### Written exercise
Copy the lines from the one containing "the blue jeans" through the end of the records, inclusive, keeping every character unchanged.
++++ Extracted information ++++
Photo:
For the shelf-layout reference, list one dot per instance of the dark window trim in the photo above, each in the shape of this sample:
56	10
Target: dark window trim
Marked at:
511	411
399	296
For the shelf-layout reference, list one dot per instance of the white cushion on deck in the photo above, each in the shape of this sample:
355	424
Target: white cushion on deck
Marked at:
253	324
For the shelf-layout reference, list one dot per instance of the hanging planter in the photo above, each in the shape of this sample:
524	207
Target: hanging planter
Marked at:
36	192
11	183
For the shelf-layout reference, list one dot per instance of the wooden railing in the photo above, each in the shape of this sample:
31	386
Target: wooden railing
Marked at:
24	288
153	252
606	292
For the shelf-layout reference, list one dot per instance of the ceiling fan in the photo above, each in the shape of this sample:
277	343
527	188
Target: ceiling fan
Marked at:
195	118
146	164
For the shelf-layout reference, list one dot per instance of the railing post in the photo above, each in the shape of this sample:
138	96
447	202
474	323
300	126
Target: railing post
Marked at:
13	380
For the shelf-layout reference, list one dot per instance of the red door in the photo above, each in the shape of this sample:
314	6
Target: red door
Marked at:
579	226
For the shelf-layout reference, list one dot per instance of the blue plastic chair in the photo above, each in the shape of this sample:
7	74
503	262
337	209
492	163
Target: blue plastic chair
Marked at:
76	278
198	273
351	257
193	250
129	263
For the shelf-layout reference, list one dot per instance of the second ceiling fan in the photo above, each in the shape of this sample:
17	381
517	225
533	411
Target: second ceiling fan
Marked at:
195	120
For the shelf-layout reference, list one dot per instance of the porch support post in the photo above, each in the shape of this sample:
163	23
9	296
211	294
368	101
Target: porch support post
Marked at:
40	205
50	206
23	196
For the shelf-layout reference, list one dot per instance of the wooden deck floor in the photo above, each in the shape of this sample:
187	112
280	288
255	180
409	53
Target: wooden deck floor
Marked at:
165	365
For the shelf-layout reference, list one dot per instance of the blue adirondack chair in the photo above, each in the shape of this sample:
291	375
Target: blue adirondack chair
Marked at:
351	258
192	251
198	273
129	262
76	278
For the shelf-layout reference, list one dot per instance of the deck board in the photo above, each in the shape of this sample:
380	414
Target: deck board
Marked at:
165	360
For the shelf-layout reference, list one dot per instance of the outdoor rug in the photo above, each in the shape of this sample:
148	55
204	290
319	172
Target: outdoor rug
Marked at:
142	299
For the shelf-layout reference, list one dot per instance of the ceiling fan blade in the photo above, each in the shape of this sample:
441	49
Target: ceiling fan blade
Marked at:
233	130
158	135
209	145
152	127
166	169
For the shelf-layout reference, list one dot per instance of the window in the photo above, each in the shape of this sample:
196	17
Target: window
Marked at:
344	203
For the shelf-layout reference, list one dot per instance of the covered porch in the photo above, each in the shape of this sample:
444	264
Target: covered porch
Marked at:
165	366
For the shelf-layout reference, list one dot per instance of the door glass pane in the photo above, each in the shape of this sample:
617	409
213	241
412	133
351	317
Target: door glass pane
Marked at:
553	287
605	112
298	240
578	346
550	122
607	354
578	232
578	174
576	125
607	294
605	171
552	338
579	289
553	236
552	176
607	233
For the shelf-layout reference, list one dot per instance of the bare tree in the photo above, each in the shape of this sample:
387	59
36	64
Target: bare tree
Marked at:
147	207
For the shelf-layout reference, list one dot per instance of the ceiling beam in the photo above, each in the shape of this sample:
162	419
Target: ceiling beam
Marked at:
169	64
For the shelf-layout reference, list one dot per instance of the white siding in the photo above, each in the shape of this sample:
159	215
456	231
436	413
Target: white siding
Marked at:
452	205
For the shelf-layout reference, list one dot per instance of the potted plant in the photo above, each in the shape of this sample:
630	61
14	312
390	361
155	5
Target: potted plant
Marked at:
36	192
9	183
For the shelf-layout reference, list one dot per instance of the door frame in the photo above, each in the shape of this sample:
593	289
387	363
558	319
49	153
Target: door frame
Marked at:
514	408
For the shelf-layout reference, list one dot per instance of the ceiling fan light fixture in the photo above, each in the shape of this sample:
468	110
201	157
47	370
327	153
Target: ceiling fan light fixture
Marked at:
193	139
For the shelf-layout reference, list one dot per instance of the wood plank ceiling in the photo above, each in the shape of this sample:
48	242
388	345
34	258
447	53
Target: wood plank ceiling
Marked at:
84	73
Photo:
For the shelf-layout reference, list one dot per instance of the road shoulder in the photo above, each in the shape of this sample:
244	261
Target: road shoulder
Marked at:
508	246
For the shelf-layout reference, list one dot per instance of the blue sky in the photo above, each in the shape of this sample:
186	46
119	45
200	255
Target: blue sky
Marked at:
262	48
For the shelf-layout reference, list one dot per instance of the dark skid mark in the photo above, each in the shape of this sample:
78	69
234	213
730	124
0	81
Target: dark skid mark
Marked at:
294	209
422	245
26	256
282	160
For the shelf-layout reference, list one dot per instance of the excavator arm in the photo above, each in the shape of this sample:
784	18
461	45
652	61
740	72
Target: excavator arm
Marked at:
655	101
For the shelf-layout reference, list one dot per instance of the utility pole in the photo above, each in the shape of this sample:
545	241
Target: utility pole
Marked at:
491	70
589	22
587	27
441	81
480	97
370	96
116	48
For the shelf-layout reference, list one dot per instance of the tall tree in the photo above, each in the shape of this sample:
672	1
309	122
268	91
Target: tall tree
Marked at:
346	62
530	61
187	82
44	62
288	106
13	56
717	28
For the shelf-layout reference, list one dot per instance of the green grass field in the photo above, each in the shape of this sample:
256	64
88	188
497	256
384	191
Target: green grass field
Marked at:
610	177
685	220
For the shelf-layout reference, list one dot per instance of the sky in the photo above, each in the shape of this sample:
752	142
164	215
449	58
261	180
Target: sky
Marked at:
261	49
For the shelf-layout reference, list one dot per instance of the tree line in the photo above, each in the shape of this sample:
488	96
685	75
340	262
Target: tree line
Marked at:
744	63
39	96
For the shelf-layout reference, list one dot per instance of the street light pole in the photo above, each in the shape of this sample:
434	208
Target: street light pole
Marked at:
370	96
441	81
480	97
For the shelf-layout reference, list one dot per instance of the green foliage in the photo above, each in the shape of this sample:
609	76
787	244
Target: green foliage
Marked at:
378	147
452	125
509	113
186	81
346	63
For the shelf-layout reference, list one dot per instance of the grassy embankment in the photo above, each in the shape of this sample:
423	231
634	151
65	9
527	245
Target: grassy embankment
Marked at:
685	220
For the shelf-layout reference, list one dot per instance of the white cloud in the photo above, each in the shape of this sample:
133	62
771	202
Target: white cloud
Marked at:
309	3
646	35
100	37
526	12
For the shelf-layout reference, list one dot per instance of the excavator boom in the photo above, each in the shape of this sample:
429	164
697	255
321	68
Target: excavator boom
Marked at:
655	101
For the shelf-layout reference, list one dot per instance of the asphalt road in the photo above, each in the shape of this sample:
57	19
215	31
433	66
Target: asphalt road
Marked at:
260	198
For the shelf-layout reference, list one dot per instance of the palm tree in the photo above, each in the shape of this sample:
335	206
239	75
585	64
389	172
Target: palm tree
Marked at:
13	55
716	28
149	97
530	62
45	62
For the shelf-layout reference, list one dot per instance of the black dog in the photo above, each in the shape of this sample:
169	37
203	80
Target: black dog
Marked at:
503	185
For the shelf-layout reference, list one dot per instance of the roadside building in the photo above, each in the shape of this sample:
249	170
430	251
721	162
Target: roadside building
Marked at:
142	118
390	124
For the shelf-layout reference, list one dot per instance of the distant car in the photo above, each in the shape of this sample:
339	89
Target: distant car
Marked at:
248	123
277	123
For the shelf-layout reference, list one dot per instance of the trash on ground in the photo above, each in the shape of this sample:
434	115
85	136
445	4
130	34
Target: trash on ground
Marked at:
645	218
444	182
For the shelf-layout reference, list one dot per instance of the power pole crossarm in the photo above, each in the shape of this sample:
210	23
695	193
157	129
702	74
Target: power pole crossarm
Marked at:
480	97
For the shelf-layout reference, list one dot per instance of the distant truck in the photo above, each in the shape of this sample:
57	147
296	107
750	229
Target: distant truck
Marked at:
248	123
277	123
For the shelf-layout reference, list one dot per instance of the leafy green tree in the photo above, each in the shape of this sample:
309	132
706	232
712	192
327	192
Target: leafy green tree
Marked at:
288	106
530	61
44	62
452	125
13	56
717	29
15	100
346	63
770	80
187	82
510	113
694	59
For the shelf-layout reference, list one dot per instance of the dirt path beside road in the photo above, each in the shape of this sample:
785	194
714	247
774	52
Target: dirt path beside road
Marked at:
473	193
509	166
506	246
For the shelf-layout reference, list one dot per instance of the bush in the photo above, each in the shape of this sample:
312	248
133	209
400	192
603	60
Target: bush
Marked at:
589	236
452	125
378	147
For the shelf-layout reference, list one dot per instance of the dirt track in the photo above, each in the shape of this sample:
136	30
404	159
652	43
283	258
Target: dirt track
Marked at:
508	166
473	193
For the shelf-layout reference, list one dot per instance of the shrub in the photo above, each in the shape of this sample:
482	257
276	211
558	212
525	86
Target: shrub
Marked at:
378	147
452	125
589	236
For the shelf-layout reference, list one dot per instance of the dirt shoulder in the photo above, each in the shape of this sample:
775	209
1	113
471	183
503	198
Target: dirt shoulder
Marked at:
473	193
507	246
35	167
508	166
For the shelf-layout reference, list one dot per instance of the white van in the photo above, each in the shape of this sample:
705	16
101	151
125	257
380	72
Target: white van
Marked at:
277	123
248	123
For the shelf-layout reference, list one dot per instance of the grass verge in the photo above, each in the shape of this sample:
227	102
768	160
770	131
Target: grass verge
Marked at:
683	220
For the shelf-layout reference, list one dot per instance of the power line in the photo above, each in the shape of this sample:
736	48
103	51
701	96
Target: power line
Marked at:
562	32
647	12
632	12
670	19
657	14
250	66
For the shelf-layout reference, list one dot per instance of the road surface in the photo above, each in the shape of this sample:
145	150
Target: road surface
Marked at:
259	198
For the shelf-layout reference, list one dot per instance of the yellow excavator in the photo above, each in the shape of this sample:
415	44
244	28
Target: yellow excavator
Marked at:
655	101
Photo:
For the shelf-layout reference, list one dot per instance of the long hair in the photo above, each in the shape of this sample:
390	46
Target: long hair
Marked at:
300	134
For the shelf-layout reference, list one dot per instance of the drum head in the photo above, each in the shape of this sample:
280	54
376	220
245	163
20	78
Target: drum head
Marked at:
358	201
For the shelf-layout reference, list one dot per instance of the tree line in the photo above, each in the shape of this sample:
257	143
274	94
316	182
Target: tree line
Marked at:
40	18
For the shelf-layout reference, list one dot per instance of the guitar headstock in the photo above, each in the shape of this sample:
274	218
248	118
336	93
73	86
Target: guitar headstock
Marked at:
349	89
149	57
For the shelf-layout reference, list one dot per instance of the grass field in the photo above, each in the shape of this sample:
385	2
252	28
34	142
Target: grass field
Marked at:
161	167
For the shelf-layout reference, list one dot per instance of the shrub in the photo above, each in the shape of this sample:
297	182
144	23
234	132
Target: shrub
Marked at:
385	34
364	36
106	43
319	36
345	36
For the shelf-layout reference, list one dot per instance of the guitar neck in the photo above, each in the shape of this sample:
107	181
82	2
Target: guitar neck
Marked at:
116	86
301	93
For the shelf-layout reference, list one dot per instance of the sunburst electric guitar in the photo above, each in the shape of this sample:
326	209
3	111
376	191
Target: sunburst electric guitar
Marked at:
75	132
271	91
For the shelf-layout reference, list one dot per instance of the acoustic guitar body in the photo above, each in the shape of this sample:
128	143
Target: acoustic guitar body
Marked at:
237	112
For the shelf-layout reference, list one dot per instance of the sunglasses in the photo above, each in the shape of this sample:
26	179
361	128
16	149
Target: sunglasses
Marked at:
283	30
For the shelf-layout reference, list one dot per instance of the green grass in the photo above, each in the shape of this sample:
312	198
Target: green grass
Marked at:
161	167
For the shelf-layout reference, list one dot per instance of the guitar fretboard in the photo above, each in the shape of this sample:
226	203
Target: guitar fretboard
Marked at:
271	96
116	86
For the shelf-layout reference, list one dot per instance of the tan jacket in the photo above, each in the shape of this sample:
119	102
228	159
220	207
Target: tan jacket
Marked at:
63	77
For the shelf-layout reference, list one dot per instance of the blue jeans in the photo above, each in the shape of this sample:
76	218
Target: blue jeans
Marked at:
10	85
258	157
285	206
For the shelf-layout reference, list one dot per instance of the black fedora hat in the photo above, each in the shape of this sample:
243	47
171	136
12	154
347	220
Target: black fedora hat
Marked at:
++++
### Full output
For the shelf-layout reference, list one dot per instance of the blue jeans in the photo above, each in the shape of this sample:
76	218
Target: blue jeans
Marked at:
10	85
258	157
285	206
For the shelf-layout reference, list one dot per instance of the black fedora hat in the photo above, each in the shape of this sample:
243	47
171	136
12	154
347	220
Target: black fedora hat
Marked at:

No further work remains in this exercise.